▶ Parts of the exercise:
1 – Answer these from the sewer camera thread:
(a) Which two brands does JK949 name?
(b) How much did Va. Plumber pay for the Ridgid navitrack II locator?
(c) How many people worked at the shop Green Country mentions?
2 – Retype the part of the sewer camera thread starting at "## Green Country" and ending at "used and abused.".

# Thinking about a sewer camera



## Bill (Jun 17, 2008)

Couple of questions.

What brand?

What price to expect for a new one?

What price to expect from a used one?


----------



## JK949 (Mar 18, 2009)

Brand: Ridgid or General

Price: Depends on a few factors

Are you planning on using it for commercial or residential use? 

The newer ones have more LED's in the camera head than the old ones. Color is nicer than B/W.

And don't let anyone get to rough with them. A kink in the rod is repaired by cutting it down and reattaching the head. A new rod is around $1800.


----------



## Va. Plumber (Dec 8, 2008)

Just bought a Ridgid see snake compact (color) with 100' spool, about $4,200. It's not a large monitor but picture is good. It will go through smaller lines but cannot push though too many turns, geat for shorter runs. Also bought a Ridgid navitrack II locator for $2,400. I haven't used it yet but have heard that it works really well from other plumbers, accurate locating and depth measurements.


----------



## Green Country (Mar 6, 2009)

I've used ridgid and they are nice. The color and self leveling features are nice, but not necessary. They didn't hold up real well, but I was at a 25 man shop and they got used and abused.

▶ Stored rows:
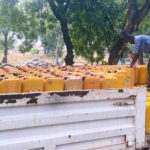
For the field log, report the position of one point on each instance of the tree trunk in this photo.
(92, 59)
(57, 49)
(140, 60)
(134, 18)
(5, 47)
(69, 57)
(59, 9)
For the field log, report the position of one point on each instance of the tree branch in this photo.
(67, 5)
(111, 25)
(54, 9)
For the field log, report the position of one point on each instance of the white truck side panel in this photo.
(73, 120)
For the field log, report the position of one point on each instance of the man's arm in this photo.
(135, 57)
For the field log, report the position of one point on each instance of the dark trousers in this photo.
(148, 66)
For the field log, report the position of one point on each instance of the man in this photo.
(142, 44)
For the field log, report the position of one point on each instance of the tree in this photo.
(137, 10)
(39, 24)
(60, 9)
(53, 42)
(92, 29)
(10, 17)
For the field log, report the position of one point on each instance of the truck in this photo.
(111, 119)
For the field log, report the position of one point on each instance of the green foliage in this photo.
(25, 47)
(50, 40)
(94, 26)
(35, 51)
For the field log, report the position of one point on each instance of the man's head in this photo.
(129, 38)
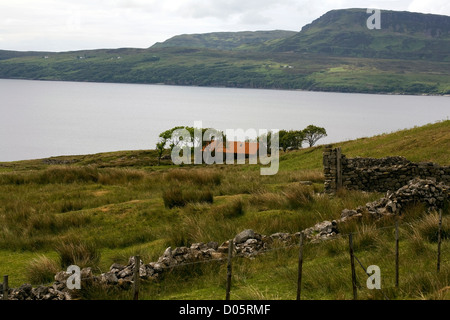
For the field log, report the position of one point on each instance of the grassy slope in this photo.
(123, 213)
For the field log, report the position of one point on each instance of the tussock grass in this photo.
(42, 270)
(77, 252)
(194, 176)
(177, 196)
(72, 174)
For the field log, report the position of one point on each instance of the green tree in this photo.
(171, 137)
(292, 139)
(312, 134)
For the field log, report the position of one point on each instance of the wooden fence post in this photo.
(352, 261)
(338, 168)
(439, 241)
(229, 268)
(300, 268)
(5, 287)
(137, 266)
(397, 274)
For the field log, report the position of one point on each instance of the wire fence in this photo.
(300, 245)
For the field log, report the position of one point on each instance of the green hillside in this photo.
(224, 40)
(409, 55)
(114, 203)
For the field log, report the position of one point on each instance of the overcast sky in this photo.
(63, 25)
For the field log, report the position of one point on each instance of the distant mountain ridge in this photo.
(224, 40)
(410, 54)
(403, 35)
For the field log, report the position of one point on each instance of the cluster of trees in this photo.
(294, 139)
(288, 140)
(172, 138)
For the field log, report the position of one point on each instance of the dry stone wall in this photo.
(381, 175)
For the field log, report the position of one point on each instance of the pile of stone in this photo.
(248, 243)
(27, 292)
(426, 191)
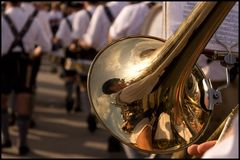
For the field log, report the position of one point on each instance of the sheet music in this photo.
(227, 33)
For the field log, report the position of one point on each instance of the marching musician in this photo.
(19, 37)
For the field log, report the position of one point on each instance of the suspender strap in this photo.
(89, 14)
(19, 35)
(69, 24)
(108, 13)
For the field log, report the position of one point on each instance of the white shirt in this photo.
(129, 21)
(53, 14)
(64, 32)
(34, 36)
(42, 16)
(97, 33)
(81, 21)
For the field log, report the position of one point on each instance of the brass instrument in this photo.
(162, 101)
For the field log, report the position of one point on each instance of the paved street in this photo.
(58, 134)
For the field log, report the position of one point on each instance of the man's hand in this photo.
(199, 149)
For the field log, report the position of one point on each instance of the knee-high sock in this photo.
(4, 124)
(23, 124)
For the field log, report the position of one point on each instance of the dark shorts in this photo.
(69, 54)
(16, 73)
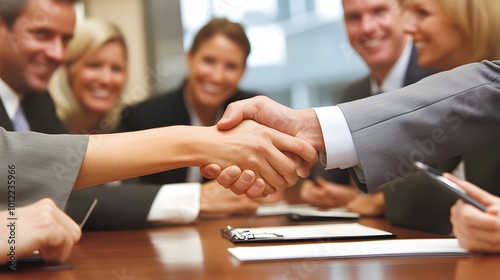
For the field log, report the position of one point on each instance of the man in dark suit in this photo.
(24, 78)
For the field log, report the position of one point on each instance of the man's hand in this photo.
(302, 124)
(218, 202)
(272, 156)
(476, 230)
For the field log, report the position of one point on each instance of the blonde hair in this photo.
(479, 22)
(89, 36)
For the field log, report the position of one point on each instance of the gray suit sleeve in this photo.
(441, 116)
(36, 166)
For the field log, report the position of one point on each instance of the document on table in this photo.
(321, 232)
(282, 208)
(360, 249)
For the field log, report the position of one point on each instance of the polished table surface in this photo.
(199, 251)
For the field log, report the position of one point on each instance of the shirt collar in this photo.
(10, 99)
(396, 77)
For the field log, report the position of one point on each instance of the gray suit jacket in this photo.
(362, 89)
(37, 165)
(443, 115)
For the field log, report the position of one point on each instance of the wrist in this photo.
(311, 129)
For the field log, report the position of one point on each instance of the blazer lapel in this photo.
(5, 121)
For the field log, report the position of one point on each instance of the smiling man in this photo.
(375, 29)
(34, 35)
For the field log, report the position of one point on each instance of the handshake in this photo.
(267, 154)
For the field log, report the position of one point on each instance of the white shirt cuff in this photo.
(176, 204)
(340, 149)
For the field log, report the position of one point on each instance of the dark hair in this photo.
(11, 9)
(232, 30)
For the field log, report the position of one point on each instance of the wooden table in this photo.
(199, 252)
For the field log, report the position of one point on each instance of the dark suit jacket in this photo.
(40, 112)
(165, 110)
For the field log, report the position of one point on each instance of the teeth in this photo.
(419, 45)
(212, 88)
(42, 68)
(101, 93)
(372, 43)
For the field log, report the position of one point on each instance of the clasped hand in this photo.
(295, 135)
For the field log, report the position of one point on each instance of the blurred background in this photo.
(300, 55)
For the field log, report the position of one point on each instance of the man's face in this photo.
(375, 30)
(35, 45)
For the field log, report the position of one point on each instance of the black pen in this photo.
(311, 177)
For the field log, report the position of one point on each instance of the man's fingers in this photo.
(228, 176)
(232, 116)
(210, 171)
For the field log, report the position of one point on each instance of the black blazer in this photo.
(165, 110)
(40, 112)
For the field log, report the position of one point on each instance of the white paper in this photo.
(322, 231)
(281, 208)
(395, 247)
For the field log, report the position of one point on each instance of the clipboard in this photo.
(323, 232)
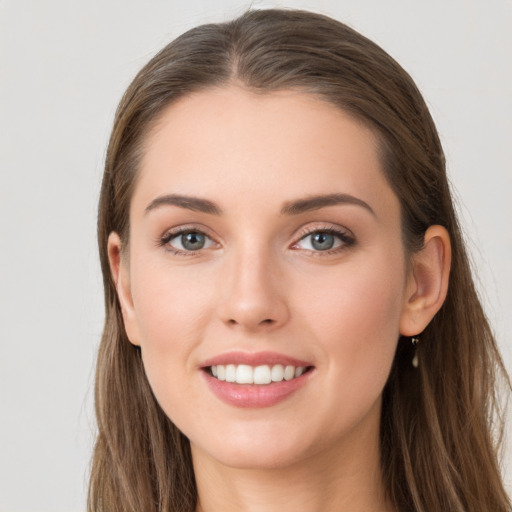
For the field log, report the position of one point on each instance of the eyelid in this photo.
(172, 233)
(343, 234)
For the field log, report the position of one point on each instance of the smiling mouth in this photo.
(260, 375)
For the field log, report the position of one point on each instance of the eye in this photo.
(187, 241)
(322, 240)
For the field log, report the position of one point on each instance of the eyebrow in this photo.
(317, 202)
(295, 207)
(190, 203)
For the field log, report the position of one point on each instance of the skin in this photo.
(260, 285)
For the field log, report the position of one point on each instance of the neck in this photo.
(345, 479)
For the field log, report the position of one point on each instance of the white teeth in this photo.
(244, 374)
(230, 373)
(263, 374)
(277, 373)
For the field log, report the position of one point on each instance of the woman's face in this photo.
(263, 235)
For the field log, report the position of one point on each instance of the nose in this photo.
(252, 294)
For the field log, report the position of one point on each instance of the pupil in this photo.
(192, 241)
(323, 241)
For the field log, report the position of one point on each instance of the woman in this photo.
(291, 319)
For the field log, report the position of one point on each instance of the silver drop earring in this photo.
(415, 361)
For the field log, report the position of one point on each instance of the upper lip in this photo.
(254, 359)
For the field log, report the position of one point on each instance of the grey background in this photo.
(64, 65)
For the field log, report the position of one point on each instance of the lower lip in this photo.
(255, 395)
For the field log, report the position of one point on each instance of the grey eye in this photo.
(322, 241)
(193, 241)
(189, 241)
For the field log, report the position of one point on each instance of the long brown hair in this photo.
(440, 422)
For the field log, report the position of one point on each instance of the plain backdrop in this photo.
(64, 65)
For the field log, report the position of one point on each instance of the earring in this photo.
(415, 361)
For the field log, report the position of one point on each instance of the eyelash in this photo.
(344, 236)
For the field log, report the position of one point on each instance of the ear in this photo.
(119, 267)
(427, 281)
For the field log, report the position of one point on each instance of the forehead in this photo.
(229, 142)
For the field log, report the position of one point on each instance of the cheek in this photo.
(354, 316)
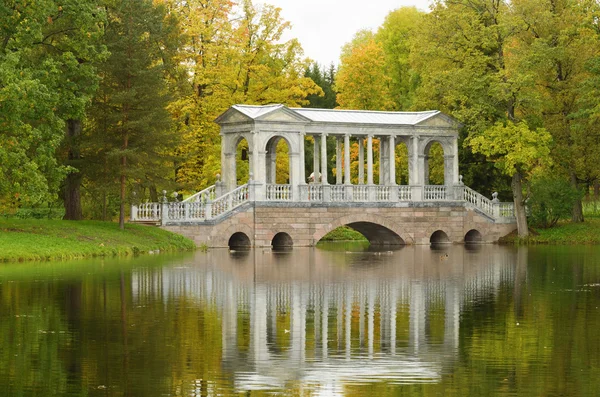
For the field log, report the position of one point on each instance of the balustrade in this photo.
(338, 193)
(404, 193)
(435, 192)
(201, 206)
(279, 192)
(148, 212)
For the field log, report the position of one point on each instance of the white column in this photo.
(302, 176)
(413, 161)
(381, 160)
(338, 161)
(324, 159)
(347, 159)
(316, 159)
(361, 161)
(392, 161)
(230, 172)
(455, 170)
(370, 160)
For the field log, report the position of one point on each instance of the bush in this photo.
(552, 199)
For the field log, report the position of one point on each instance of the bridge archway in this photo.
(378, 230)
(278, 161)
(439, 237)
(473, 236)
(239, 240)
(434, 167)
(282, 241)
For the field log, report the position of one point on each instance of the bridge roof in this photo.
(278, 112)
(365, 116)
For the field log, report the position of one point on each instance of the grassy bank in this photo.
(564, 233)
(343, 233)
(33, 239)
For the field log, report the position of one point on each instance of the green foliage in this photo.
(47, 75)
(343, 233)
(514, 147)
(53, 239)
(325, 79)
(552, 199)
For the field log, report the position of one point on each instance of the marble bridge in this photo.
(264, 213)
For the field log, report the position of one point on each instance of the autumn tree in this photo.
(361, 81)
(234, 56)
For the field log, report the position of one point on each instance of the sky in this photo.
(324, 26)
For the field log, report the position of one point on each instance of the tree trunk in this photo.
(123, 185)
(72, 195)
(578, 206)
(517, 188)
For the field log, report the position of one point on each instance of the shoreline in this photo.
(43, 240)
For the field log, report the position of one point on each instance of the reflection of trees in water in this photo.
(219, 325)
(304, 312)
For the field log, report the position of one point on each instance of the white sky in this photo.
(324, 26)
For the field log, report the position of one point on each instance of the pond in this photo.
(339, 320)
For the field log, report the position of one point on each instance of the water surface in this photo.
(338, 320)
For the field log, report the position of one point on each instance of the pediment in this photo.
(232, 115)
(283, 114)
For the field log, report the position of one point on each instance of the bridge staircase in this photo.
(209, 207)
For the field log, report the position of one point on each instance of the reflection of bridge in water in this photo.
(322, 319)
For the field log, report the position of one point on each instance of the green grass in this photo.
(564, 233)
(36, 239)
(343, 233)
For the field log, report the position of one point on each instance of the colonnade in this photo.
(294, 125)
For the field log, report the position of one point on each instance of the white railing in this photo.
(315, 192)
(404, 193)
(507, 210)
(360, 193)
(203, 196)
(478, 200)
(435, 192)
(230, 201)
(279, 192)
(338, 193)
(202, 207)
(148, 212)
(382, 193)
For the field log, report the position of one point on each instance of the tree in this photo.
(130, 132)
(395, 36)
(46, 78)
(232, 58)
(517, 151)
(559, 39)
(326, 80)
(361, 80)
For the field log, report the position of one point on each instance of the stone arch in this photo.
(439, 237)
(270, 149)
(473, 236)
(282, 241)
(239, 240)
(427, 156)
(220, 235)
(377, 229)
(402, 157)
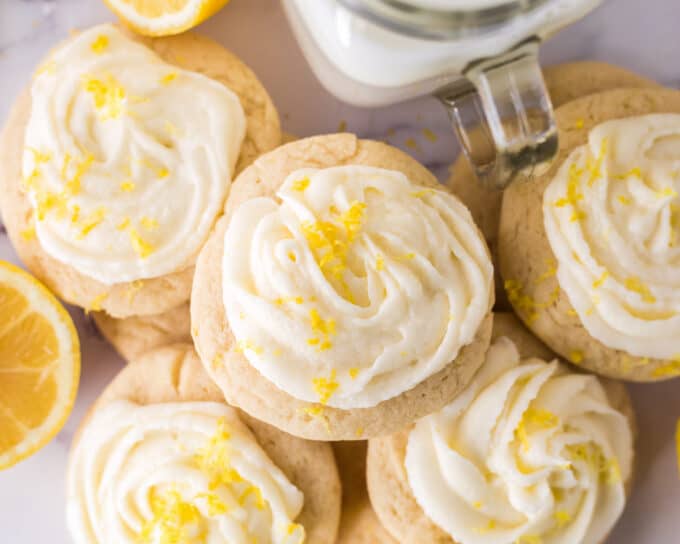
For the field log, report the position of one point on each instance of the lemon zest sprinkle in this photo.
(141, 246)
(633, 283)
(172, 517)
(168, 78)
(600, 281)
(301, 184)
(100, 44)
(108, 95)
(92, 222)
(325, 387)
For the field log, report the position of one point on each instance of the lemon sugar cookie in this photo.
(589, 250)
(565, 82)
(529, 452)
(134, 336)
(162, 458)
(116, 164)
(344, 293)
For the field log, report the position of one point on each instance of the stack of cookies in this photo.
(273, 298)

▶ Answer set:
1 –
(a) Ridgid or General
(b) $2,400
(c) 25

2 –
## Green Country (Mar 6, 2009)

I've used ridgid and they are nice. The color and self leveling features are nice, but not necessary. They didn't hold up real well, but I was at a 25 man shop and they got used and abused.